Changes in habits also were not limited just to shaving boyars' beards and taxing the beards of those merchants, who wished to retain them at any price. The life at that time was changing very quickly, first of all at the court, among the nobility, and then also among rich merchants. New clothes appeared, at the court everybody had to wear wigs, and the fashion for balls and banquets was introduced - the czar personally encouraged them. Participation in balls and banquets, together with wives and elder daughters, also became a duty of all the courtiers.

Among historians opinions about the reforms of Peter the Great have varied, both in appraisal of their roots and methods of their implementation. Historical literature is abundant with all kinds of evaluations - from loyal enthusiasm to quite critical views. In general one can say that the historians of the 18th century excessively idealized Peter. Nikolai Karamzin was very critical about him, but Sergei Solovyev put Peter again on pedestal, as he saw in him a revolutionary czar. The most ardent enemy of such a view was Sergei Platonov. According to him, Peter's policy displayed absolutely no progressive character. In the foreign affairs the czar followed the old path and fought old enemies, while in the domestic affairs and administration he did not go far from the 17th century, since regardless of the reforms, a "common type" remained the same. Just as well as the industry and the trade - already Peter's predecessors thought about their further development. Followers of the new trends in the culture also could be found among his predecessors - beginning from czar Theodor III.

Peter's reforms, broad and radical, made a horrible impression on the Russian society after the cautious and slow policy of the Muscovite government. There was no that consciousness of the historic tradition in the society, which lived in brilliant Peter. Short-sighted Muscovites perceived both foreign affairs and domestic novelties, introduced by the ruler, as his personal whims, views and habits. They confronted particular innovations with particular old traditions, and confirmed themselves in the conviction that Peter destroyed their old traditions mercilessly. Behind the destroyed and newly introduced particularities of the social life they could not see the general essence of the old and the new. The social thought did not yet reach the assessment of the basic beginnings of the Russian statehood and social life, and commented only on individual facts. That is why Peter's contemporaries, who witnessed his endless innovations, great and small, thought, that Peter had turned the whole old life upside-down, and razed it to the ground. They took the transformation of the old system for its complete destruction.

Rows from a dataset
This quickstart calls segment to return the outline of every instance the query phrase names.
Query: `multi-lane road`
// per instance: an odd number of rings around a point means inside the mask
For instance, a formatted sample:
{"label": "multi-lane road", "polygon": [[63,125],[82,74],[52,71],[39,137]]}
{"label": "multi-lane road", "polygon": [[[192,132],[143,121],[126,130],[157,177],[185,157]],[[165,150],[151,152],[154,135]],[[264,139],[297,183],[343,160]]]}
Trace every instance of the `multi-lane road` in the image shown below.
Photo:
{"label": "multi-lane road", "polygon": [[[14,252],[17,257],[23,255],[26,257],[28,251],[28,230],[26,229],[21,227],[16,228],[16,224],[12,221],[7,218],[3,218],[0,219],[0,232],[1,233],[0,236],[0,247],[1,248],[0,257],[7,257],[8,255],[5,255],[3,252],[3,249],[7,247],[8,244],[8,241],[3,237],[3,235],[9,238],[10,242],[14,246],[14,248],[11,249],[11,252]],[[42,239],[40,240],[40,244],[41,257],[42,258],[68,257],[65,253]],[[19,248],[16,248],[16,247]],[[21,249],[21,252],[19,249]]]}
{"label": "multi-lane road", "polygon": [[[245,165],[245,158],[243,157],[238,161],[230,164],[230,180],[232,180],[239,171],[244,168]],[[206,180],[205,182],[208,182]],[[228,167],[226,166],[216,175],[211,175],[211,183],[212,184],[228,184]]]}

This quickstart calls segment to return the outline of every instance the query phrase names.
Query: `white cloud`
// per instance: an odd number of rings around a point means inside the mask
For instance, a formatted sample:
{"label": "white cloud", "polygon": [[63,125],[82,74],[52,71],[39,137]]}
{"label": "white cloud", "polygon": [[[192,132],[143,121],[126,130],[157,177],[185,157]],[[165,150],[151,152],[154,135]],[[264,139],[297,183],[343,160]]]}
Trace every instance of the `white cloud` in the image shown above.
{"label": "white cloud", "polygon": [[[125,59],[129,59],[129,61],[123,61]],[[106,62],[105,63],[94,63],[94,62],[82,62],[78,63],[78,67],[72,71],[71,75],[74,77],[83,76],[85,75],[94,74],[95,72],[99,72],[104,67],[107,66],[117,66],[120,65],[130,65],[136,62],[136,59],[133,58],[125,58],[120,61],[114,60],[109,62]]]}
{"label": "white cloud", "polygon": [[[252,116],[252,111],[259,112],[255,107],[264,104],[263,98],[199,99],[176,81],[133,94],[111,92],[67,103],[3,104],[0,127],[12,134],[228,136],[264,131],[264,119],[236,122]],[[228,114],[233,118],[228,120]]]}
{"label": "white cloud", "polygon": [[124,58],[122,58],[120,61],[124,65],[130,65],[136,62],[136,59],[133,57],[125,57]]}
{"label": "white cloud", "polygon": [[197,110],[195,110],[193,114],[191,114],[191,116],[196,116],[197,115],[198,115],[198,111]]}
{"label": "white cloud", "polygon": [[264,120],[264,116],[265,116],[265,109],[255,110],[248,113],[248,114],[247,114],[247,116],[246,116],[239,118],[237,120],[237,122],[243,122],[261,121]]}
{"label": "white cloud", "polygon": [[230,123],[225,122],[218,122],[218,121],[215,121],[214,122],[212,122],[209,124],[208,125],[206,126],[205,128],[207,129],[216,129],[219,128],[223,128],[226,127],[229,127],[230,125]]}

WORK INSTRUCTIONS:
a) Repeat the stretch of the passage on Peter the Great's reforms from "Changes in habits" through "all the courtiers.".
b) In the passage on Peter the Great's reforms, who is named as the most ardent enemy of the view of Peter as a revolutionary czar?

TASK RESPONSES:
a)
Changes in habits also were not limited just to shaving boyars' beards and taxing the beards of those merchants, who wished to retain them at any price. The life at that time was changing very quickly, first of all at the court, among the nobility, and then also among rich merchants. New clothes appeared, at the court everybody had to wear wigs, and the fashion for balls and banquets was introduced - the czar personally encouraged them. Participation in balls and banquets, together with wives and elder daughters, also became a duty of all the courtiers.

b) Sergei Platonov